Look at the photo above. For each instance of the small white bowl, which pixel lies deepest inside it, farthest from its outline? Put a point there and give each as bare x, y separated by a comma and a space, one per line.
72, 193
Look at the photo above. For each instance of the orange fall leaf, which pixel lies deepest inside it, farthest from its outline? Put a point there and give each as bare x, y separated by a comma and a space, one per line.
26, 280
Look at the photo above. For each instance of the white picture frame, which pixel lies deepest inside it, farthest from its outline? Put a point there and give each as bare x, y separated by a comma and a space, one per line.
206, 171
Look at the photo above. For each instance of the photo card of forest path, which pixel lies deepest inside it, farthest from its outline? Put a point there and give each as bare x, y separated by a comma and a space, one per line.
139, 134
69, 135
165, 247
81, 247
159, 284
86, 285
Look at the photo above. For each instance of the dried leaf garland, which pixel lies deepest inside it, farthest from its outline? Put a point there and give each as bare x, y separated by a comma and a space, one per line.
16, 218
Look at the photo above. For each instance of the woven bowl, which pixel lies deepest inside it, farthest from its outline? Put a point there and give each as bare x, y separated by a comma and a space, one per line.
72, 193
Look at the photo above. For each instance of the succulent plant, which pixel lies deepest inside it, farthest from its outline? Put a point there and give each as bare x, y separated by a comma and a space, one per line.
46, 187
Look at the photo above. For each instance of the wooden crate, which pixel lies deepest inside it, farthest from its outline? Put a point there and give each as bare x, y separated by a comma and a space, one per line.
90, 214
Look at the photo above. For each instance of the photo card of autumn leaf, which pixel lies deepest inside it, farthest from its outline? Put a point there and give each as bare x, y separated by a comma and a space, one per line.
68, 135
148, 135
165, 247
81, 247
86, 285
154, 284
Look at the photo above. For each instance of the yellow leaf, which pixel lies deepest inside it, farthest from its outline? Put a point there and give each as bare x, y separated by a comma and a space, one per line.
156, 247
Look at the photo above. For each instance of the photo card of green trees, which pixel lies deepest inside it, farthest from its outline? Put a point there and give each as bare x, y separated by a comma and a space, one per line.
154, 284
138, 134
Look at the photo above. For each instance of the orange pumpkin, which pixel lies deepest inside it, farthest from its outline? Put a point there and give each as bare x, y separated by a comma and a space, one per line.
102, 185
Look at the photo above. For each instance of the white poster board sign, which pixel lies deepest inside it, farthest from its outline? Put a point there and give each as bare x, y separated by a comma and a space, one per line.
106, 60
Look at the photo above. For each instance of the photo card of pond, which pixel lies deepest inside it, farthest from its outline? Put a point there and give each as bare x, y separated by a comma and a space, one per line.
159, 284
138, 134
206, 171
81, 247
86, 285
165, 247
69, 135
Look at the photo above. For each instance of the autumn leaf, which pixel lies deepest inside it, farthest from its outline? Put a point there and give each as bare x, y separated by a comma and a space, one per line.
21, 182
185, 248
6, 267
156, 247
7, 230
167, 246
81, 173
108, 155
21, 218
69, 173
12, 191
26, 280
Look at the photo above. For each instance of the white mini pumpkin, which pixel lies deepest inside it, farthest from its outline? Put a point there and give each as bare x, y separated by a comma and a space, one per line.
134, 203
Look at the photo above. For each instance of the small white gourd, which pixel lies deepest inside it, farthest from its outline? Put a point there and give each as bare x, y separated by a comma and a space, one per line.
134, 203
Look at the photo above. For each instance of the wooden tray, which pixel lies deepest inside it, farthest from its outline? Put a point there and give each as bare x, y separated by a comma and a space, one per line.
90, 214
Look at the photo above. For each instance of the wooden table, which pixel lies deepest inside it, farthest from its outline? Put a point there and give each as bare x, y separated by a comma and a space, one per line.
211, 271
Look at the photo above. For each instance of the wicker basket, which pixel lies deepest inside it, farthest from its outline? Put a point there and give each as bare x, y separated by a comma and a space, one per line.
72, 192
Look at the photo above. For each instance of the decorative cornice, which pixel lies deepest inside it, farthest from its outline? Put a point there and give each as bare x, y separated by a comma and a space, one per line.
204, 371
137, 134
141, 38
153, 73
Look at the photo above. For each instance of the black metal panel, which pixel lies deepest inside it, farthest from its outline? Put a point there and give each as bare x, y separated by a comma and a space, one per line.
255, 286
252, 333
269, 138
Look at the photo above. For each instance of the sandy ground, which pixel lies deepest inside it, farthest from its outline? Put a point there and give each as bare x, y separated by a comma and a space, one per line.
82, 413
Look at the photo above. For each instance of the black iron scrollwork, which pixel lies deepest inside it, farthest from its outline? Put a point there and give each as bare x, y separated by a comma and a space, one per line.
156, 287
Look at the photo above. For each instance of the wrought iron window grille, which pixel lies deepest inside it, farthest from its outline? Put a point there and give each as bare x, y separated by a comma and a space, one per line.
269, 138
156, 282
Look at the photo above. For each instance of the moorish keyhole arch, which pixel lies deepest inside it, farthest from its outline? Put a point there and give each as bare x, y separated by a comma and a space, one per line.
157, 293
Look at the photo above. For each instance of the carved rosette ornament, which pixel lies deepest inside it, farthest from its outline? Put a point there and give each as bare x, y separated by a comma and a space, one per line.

### Problem
Reproduce only the lines between the line containing "the black iron" and the last line of the records, those two lines included, exactly.

### Answer to the task
Look at the photo above. For each instance of the black iron scrollwork, which pixel lies deepest inside it, farthest from its outline? Put a point there and give each as bare x, y separated by a comma and a space, one per line.
156, 287
Look at the photo above. For each instance of the wrought iron window grille, which pixel lies deepest inside it, farthest from its outline? Put a point there and give each as bare x, y separated by a comma and a space, one per line.
269, 138
156, 282
Look at the photo above. For each instance of the moorish keyhole arch, which pixel lies deepest inside it, farthest from its outline? Put a point there and give each as bare x, y separated by a comma and a space, one per line.
157, 293
Look at the photo above. For each instance of the carved rosette ornament, which pixel lies deepest inside it, farthest from its outline? Put a point there and give each as bare x, y separated by a comma and a space, one per line.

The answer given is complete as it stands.